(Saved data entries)

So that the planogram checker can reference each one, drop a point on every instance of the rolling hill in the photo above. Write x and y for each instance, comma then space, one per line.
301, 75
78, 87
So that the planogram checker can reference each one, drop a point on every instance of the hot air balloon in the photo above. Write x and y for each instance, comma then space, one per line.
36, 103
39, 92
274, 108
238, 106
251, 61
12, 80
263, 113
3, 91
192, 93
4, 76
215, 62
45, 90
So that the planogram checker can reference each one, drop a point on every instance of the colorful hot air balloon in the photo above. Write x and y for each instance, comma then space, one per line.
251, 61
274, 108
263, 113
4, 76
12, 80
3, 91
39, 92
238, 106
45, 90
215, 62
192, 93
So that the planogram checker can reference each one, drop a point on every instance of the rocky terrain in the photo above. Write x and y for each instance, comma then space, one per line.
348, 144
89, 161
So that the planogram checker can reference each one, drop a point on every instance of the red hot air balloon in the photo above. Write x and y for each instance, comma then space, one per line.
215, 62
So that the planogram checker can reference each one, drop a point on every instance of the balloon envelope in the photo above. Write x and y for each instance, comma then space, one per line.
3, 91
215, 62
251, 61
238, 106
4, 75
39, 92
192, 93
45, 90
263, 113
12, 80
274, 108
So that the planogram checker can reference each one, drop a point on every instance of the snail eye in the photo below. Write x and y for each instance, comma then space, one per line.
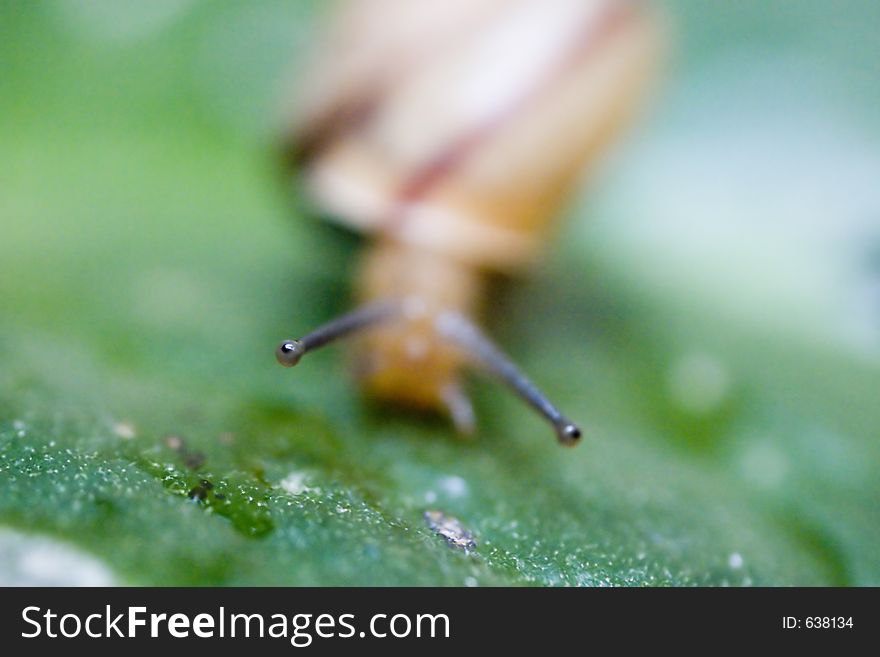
290, 352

## WHAT IS BEING ASKED
Nothing in the entries above should change when they are printed again, except that the pictures are dropped.

## RESPONSE TO THE TASK
So that the planogram checker can reference each one, drop a point on every instance of the rolling hill in the photo above. Write x and y for each instance, comma then space, one per line.
301, 75
78, 87
So that the planogram checker can reference each one, drop a point on every instance of the hot air balloon in the photo above. Write x and y for each instance, comma then space, one per line.
36, 103
39, 92
274, 108
238, 106
251, 61
12, 80
263, 113
3, 91
192, 93
4, 76
215, 62
45, 90
So that the planogram checker can reference each one, drop a point on every instance of the colorful hot air balloon in the photo above. Write x and y for each instance, comma then space, one per line.
251, 61
274, 108
263, 113
4, 76
12, 80
3, 91
39, 92
238, 106
45, 90
215, 62
192, 93
So that the planogram checker can reference each one, drop a point on every instance of the rocky terrain in the photo above. Write x and y for each instance, comma then space, one per line.
348, 144
89, 161
So that the planogram checker can reference each one, drop a point on every instance of the red hot air balloon in the photo above. Write x and y for each instance, comma then space, one per line.
215, 62
So that the planogram checker can reference each one, drop a point on every instance of the balloon envelope in the photo above. Write x and y for each instance, comma then space, one per line.
3, 91
215, 62
251, 61
238, 106
4, 75
39, 92
192, 93
45, 90
263, 113
12, 80
274, 108
So that the planogram checker can reference each one, drop a point on every instance of the snail eye in the photo below. Write x and y for each instance, comma then space, one per line.
290, 352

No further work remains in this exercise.